• 本文の抜粋:
__________
本発明は、ハブに装着した少なくとも一つ以上の羽根を所定方向に回転させて、流体を上流側から下流側に送り出すプロペラファンおよびこれを用いた空気調和機に関するものである。
従来におけるベーシックなプロペラファンとしては、例えば図10に示すものが知られている。同図に示すプロペラファン101は、円筒状のハブ103と、このハブ103に装着された羽根104(104a〜104c)とを備えている。このハブ103を所定方向P(この場合は時計回り)に回転させて羽根104を旋回させることで、空気等の流体を前方から後方(矢印Q方向)に送り出している。
__________
• データ抜粋:
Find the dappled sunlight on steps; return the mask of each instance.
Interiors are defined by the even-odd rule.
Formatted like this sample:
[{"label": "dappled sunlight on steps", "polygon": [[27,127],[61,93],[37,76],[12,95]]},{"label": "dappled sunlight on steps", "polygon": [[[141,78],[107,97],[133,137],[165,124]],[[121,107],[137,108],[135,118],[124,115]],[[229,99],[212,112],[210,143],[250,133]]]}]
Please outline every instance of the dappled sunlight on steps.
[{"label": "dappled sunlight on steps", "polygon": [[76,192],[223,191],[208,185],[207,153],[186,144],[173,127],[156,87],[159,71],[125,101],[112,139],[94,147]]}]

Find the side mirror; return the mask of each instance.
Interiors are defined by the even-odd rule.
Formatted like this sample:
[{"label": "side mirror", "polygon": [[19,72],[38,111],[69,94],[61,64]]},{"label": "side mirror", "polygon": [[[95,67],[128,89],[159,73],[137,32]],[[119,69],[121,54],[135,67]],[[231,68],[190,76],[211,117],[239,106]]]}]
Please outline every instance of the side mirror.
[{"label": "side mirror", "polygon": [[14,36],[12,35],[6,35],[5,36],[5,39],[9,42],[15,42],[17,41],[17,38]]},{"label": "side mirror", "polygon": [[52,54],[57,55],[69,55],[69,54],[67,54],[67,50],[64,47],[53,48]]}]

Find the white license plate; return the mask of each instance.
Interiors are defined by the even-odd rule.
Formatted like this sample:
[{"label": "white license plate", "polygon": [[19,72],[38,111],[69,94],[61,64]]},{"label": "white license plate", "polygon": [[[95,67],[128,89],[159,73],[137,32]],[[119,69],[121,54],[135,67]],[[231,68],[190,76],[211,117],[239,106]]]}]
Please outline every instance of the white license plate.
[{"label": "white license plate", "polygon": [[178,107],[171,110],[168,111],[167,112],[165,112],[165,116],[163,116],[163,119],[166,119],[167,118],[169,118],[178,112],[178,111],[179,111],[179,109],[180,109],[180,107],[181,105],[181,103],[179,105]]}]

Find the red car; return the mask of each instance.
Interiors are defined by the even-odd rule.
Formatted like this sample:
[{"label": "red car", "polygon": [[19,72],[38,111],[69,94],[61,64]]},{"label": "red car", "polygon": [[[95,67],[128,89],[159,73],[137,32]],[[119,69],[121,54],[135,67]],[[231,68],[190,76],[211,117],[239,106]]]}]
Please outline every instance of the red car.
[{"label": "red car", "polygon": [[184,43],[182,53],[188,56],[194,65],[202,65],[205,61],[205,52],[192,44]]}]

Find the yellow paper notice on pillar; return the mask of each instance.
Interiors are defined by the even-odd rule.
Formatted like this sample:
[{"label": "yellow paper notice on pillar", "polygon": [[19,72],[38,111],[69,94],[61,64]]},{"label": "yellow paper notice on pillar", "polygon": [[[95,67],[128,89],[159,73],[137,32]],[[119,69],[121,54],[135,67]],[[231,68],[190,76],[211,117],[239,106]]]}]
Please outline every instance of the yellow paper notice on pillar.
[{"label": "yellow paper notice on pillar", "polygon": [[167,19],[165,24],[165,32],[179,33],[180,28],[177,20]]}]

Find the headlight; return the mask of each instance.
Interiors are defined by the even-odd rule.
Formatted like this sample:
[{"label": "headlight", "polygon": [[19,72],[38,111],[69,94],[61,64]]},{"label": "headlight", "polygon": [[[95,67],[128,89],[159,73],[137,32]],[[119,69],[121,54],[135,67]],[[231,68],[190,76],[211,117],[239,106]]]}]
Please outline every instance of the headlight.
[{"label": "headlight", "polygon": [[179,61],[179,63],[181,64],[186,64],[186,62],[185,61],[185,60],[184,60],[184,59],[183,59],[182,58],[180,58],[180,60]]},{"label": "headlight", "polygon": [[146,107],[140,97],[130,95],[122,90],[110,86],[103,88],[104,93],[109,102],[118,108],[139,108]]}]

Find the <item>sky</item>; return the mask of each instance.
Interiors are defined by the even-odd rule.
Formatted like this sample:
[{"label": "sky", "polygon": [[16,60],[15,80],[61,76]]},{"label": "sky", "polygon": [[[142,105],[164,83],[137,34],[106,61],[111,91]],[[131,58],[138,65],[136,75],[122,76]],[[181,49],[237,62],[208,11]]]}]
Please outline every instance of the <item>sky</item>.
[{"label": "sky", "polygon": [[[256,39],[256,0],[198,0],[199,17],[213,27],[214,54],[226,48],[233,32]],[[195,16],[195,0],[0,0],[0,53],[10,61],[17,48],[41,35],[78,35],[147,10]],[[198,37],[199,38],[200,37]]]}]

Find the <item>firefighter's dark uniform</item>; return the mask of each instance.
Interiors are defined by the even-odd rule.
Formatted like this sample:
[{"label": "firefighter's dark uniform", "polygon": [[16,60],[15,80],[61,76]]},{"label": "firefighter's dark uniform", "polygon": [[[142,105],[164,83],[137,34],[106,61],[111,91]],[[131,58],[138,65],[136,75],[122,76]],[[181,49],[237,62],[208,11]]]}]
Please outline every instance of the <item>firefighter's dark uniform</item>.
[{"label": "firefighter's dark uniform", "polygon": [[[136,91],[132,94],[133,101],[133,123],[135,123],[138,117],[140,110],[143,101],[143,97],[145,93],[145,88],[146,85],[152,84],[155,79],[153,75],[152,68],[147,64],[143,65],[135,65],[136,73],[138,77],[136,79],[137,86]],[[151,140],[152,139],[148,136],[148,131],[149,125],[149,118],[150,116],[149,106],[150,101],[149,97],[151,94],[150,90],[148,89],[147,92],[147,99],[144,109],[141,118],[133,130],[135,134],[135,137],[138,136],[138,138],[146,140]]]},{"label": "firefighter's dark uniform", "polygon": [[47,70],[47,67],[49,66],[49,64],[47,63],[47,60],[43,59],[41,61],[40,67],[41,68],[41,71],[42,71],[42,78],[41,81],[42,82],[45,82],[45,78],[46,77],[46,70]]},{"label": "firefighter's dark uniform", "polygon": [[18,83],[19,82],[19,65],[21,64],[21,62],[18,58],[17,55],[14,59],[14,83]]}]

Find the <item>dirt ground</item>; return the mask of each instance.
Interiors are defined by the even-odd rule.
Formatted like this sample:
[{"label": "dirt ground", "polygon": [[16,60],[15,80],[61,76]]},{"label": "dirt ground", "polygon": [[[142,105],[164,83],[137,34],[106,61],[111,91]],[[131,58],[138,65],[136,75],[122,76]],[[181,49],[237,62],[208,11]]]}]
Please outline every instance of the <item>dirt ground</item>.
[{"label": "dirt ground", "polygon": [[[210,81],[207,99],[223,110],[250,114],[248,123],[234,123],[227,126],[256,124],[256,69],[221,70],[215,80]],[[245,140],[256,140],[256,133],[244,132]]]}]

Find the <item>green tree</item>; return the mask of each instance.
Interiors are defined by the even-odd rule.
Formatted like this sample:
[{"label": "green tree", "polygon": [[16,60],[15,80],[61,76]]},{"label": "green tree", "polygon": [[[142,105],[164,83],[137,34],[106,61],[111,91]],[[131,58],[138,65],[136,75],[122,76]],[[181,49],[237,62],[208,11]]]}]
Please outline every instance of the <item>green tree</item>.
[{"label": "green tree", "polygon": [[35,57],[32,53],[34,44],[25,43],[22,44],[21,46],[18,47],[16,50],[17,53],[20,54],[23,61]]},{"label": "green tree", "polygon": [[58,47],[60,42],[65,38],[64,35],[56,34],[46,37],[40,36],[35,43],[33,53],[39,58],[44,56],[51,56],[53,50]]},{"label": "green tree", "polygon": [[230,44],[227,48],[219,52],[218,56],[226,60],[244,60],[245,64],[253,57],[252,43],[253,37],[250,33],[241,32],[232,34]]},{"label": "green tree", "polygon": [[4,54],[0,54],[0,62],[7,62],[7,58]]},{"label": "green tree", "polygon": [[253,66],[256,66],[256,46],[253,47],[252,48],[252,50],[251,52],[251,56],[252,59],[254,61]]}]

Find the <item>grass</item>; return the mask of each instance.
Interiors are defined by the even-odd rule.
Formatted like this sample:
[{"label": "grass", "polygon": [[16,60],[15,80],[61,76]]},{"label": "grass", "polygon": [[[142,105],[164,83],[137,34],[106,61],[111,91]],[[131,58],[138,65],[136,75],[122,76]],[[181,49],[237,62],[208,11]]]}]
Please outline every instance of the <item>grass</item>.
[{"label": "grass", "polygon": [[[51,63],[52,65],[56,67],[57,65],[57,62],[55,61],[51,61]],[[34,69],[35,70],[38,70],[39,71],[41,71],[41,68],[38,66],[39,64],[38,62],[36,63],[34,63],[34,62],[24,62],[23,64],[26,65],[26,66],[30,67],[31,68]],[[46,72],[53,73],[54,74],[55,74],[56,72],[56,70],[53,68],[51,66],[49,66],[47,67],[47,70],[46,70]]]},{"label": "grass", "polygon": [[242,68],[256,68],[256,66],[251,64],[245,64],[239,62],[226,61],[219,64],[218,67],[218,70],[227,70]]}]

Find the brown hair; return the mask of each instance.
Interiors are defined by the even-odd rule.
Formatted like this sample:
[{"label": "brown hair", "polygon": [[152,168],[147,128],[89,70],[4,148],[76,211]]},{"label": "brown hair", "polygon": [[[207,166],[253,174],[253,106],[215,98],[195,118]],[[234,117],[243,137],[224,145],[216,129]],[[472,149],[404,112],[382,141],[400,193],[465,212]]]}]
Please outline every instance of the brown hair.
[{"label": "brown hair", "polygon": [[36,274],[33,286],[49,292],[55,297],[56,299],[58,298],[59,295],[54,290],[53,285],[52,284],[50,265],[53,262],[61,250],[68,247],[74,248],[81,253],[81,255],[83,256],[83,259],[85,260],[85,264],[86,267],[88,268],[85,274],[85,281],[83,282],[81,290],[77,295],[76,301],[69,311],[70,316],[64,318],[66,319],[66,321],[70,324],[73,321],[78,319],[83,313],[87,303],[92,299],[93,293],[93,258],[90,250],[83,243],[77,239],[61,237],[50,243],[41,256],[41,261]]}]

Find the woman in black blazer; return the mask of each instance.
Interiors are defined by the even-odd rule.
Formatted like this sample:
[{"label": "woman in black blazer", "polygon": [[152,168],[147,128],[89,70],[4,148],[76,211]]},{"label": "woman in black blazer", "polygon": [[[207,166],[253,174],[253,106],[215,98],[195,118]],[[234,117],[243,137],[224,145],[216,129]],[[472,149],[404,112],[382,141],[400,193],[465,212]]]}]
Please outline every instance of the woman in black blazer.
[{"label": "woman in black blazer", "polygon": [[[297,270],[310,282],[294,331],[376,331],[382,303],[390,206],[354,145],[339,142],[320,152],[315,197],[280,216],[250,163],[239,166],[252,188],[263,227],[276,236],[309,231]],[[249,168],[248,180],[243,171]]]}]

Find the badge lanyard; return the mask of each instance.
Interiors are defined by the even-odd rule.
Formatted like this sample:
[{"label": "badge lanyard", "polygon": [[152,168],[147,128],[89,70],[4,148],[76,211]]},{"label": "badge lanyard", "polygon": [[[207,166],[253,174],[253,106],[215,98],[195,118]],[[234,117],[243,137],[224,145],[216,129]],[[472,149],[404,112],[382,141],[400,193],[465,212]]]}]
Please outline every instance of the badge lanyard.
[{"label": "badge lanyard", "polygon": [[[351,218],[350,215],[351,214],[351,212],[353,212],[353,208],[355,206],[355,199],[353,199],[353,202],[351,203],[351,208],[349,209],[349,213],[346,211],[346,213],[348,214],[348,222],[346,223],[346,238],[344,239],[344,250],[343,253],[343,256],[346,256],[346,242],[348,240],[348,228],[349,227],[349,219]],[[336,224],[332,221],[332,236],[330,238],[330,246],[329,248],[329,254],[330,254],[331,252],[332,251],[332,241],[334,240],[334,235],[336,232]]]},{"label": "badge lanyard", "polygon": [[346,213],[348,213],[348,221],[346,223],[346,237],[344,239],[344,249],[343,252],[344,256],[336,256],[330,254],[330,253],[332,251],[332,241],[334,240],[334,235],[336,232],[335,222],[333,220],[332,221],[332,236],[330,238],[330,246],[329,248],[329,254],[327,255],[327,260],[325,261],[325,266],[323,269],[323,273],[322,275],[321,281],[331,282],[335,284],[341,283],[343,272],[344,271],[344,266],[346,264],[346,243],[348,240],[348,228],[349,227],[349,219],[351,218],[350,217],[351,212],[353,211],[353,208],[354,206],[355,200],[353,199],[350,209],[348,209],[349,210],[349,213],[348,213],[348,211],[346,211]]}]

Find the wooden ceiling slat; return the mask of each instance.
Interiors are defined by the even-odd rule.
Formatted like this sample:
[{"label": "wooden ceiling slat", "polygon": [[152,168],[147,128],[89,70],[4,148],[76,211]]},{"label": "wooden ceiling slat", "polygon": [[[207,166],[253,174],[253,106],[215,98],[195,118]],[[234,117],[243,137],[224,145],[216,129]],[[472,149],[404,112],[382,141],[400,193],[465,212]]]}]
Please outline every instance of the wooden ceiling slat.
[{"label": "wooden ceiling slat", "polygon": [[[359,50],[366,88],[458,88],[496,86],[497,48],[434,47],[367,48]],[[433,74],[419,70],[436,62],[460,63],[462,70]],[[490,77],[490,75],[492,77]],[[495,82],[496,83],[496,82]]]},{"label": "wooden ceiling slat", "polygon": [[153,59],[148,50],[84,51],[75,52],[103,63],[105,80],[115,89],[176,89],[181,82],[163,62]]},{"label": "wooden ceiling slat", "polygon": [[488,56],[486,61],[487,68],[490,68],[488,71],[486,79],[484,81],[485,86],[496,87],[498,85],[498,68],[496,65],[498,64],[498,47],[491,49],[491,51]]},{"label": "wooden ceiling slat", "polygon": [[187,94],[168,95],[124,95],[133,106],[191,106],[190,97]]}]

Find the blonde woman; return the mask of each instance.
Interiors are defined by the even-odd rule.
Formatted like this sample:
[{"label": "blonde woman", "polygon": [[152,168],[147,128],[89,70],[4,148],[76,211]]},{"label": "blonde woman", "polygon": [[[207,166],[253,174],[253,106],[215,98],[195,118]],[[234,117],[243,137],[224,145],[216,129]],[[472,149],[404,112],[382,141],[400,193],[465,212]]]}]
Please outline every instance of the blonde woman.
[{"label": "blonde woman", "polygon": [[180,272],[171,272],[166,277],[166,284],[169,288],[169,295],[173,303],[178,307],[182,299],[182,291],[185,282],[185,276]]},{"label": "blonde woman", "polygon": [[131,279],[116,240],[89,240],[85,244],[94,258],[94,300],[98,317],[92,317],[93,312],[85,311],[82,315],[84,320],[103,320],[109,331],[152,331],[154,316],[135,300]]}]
__________
• 短い課題 1: プロペラファンについての本文では、プロペラファン101のハブはどんな形だと書かれていますか。
• 短い課題 2: プロペラファンについての本文を、「本発明は、ハブに装着した少な」のある所から書き始め、「印Q方向)に送り出している。」まで書き写してください。

• 正しい答え 1: 円筒状です。

• 正しい答え 2:
本発明は、ハブに装着した少なくとも一つ以上の羽根を所定方向に回転させて、流体を上流側から下流側に送り出すプロペラファンおよびこれを用いた空気調和機に関するものである。
従来におけるベーシックなプロペラファンとしては、例えば図10に示すものが知られている。同図に示すプロペラファン101は、円筒状のハブ103と、このハブ103に装着された羽根104(104a〜104c)とを備えている。このハブ103を所定方向P(この場合は時計回り)に回転させて羽根104を旋回させることで、空気等の流体を前方から後方(矢印Q方向)に送り出している。